§ TEXTO FORNECIDO

Meu texto hoje vai para você que mora em favela. Quero conversar com você, trocar uma ideia, sabe. Vamos falar um pouco do que vivemos e do que queremos daqui para frente.
Quem vos fala é uma pessoa que nasceu no olho do furacão, dentro da favela, que brincou de pique-pega nos becos e vielas, jogava queimado, pulava corda, brincava de casinha com as amigas, via os meninos pulando de laje em laje correndo atrás de pipas, a garotada na bolinha de gude com o triângulo rabiscado no chão, mas quando começava o tiroteio saia correndo para dentro de casa ou se protegia da melhor forma possível.
O tempo foi passando e nós que moramos na favela ficamos esquecidos, cada um por si e Deus por todos, sempre que faltava luz ficávamos desesperados, porque a empresa de energia não “sobe o morro”. Lembro das vezes que perdemos tudo o que tínhamos na geladeira e o alvo era certo, começou o tiroteio, a bala já sabia o caminho: o transformador.
E a água? Faltou água porque está fraca e não tem força para chegar as partes mais altas do morro, conclusão: desce todo mundo com balde e sobe a escadaria ou a ladeira com os baldes cheios na cabeça – aquela água com um gosto forte de barro e cloro. Um calor de 40 graus e sem água, você sabe do que estou falando.

§ DADOS DO EXERCÍCIO
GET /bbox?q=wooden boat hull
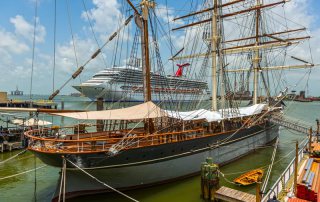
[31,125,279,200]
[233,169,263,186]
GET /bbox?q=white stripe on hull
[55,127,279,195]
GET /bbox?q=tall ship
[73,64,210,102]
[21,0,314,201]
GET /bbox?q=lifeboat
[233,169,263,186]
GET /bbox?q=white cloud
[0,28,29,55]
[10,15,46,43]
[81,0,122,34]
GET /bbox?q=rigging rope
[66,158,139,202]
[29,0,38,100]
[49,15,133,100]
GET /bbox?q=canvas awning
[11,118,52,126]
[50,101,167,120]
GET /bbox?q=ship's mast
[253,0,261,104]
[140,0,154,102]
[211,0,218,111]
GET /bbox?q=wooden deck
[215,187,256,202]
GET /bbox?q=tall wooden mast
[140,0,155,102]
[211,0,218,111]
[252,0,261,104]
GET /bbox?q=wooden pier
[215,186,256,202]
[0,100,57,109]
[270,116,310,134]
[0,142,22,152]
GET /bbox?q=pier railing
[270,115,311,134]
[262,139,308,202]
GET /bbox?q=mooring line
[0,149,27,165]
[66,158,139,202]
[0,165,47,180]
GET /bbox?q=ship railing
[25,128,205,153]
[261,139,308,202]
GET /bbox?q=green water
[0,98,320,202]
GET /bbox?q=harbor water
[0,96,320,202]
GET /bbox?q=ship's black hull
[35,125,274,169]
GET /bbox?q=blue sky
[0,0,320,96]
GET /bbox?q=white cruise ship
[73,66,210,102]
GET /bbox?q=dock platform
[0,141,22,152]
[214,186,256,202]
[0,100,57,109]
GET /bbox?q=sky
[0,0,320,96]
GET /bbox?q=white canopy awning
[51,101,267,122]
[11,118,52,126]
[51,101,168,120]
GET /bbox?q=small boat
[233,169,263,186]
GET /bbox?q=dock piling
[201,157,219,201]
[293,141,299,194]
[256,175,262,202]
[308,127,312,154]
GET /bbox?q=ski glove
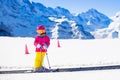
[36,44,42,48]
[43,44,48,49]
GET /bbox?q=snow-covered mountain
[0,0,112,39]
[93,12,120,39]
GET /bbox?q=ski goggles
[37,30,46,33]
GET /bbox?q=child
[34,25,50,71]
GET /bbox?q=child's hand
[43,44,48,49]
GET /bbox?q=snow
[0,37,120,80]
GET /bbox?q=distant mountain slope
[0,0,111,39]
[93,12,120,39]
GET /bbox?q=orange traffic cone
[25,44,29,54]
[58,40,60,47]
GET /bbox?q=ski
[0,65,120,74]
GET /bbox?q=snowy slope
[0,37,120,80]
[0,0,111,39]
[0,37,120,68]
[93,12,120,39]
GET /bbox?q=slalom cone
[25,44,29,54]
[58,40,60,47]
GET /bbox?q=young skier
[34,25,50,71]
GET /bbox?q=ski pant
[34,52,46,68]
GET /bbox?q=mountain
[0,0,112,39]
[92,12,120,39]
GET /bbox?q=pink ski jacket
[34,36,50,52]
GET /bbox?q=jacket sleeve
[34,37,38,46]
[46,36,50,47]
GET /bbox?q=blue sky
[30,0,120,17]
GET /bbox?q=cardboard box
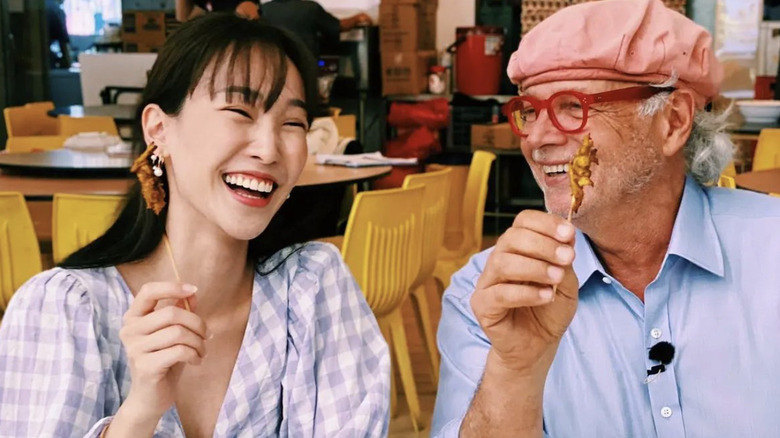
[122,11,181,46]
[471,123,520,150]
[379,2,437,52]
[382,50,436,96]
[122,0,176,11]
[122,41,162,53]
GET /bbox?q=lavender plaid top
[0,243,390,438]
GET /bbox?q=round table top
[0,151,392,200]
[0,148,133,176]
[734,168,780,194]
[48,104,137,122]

...

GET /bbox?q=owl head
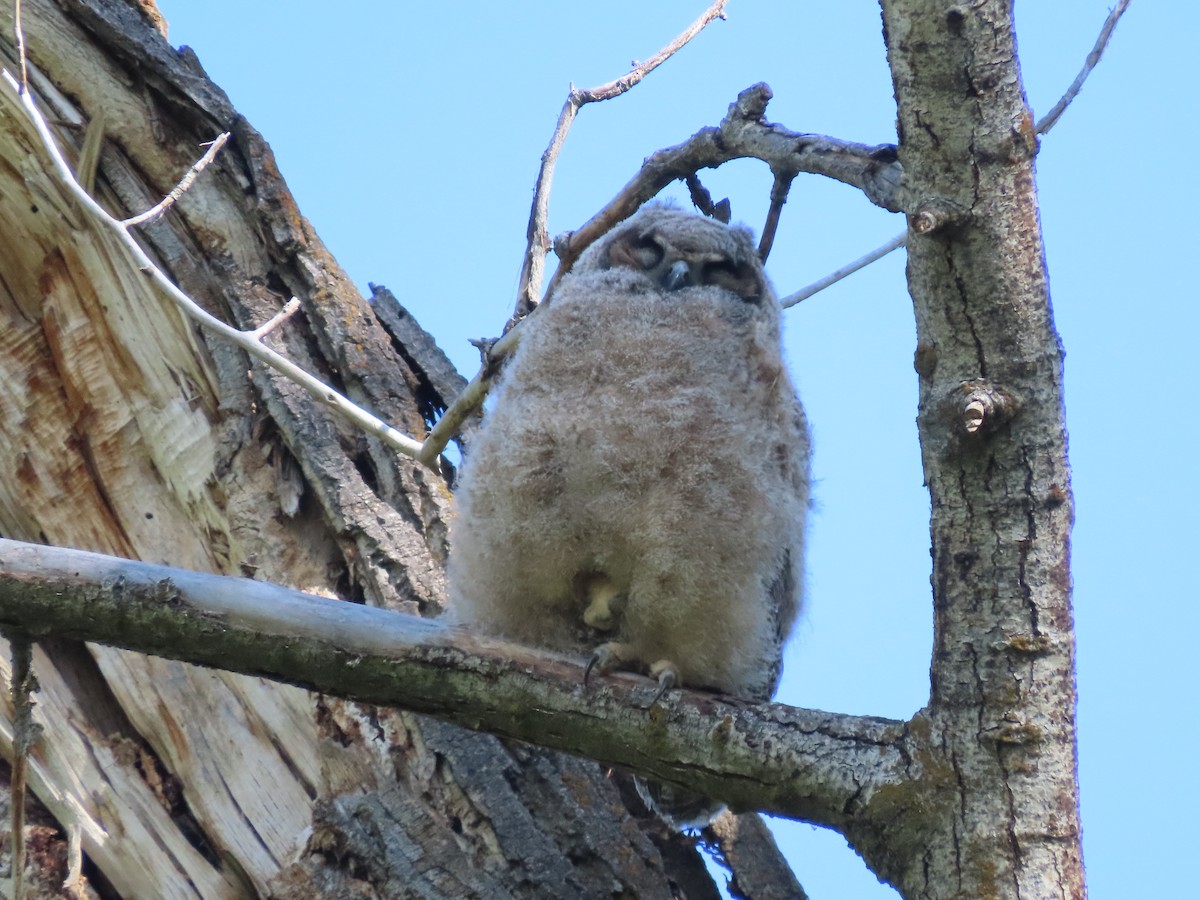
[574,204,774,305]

§ QUESTÕES DE ESTUDO
(a) Traduza para o inglês a frase "Quero conversar com você, trocar uma ideia, sabe.", do texto sobre a vida na favela.
(b) Escreva a continuação do texto sobre a vida na favela, a partir da última frase apresentada.
As linhas formam um material à parte e não têm relação com o texto fornecido.

§ RESPOSTAS DOS EXERCÍCIOS
(a) I want to talk with you, exchange some ideas, you know.

(b)
Comprou alguma coisa e pediu para entregar na favela? Esquece, a empresa que te vendeu não entra em “local perigoso”. Você “se vira” chamando os amigos para subir a ladeira ou escaria com a mercadoria que deixaram no pé do morro.
Seus amigos, todos que se criaram com você, infelizmente nem todos tiveram a mesma sorte de estar lendo esse texto, não tiveram a oportunidade de estudar e de sonhar. E não venha me dizer que foi por falta de vontade, existem casos e casos, eu poderia falar aqui de casos de mães que criaram seus 11 filhos e todos se formaram, construíram famílias e moram muito bem na favela, e, também, poderia falar de situações onde as piores coisas aconteceram.
Mas, aonde eu quero chegar com tudo isso? Quero te dizer que se passaram 31 anos da minha vida e nada mudou, hoje meu filho, não pode sair de casa, não é todo dia que ele tem aula, não tem curso para ele fazer, tem tiroteio de manhã, tarde e a noite. O dia das crianças é amanhã, em outros tempos esse dia já estava programado com várias festas dentro da favela. Como vou deixar meu filho na rua, sabendo que a qualquer momento ele pode ser o alvo.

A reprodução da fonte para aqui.